§ ÉNONCÉ DONNÉ 1:
Recopiez à l'identique la partie des entrées ci-dessous qui s'ouvre sur la ligne contenant « In the picture above, where can the woman » et se poursuit jusqu'à la fin des entrées, cette première ligne comprise.

§ EXTRAIT PRÉSENTÉ:
◇ ◇ ◇ ◇ ◇ ◇ ◇

Aujourd’hui, vous ne regarderez plus votre ordinateur comme hier. Toute la planète vient d’apprendre qu’une faille de sécurité majeure affectait le cœur même des machines que nous utilisons tous les jours pour nous informer, travailler, nous divertir ou communiquer entre nous et avec le reste du monde. Le core, c’est-à-dire le cœur de silicium de nos PC, ces puces un peu mystérieuses mais qui font tout marcher, ne sont plus du tout sûres, comme on le pensait. Une faille majeure de sécurité les affecte et n’importe quel pirate pourrait entrer dans le secret de nos mémoires numériques. Que faire ? Vers quels saints nous vouer ? Aucun. Car il n’y a quasiment pas d’alternative : nous sommes tous dépendants d’une poignée de sociétés gigantesques qui conçoivent, bâtissent et gèrent tous nos systèmes digitaux. La civilisation du silicium s’avère être un château de sable. Tout peut s’effondrer, y compris notre confiance.

◇ ◇ ◇ ◇ ◇ ◇ ◇

§ LIGNES DE DONNÉES:
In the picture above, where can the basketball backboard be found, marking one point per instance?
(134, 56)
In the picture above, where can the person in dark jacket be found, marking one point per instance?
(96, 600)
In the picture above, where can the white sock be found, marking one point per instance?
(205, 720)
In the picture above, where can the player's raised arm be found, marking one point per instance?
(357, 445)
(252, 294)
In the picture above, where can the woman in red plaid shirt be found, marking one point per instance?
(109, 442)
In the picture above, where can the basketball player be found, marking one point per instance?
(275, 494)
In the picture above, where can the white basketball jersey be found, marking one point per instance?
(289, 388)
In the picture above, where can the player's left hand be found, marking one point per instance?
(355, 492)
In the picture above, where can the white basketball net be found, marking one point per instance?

◇ ◇ ◇ ◇ ◇ ◇ ◇

§ ÉNONCÉ DONNÉ 2:
Répondez brièvement aux questions suivantes sur l'extrait présenté.
(a) Que désigne le texte par « le core » ?
(b) De qui sommes-nous tous dépendants, selon le texte ?
(c) À quoi la civilisation du silicium s'avère-t-elle être ?

§ RÉPONSE COMPLÈTE 1:
In the picture above, where can the woman in red plaid shirt be found, marking one point per instance?
(109, 442)
In the picture above, where can the basketball player be found, marking one point per instance?
(275, 494)
In the picture above, where can the white basketball jersey be found, marking one point per instance?
(289, 388)
In the picture above, where can the player's left hand be found, marking one point per instance?
(355, 492)
In the picture above, where can the white basketball net be found, marking one point per instance?

§ RÉPONSE COMPLÈTE 2:
(a) Le cœur de silicium de nos PC.
(b) D'une poignée de sociétés gigantesques qui conçoivent, bâtissent et gèrent tous nos systèmes digitaux.
(c) À un château de sable.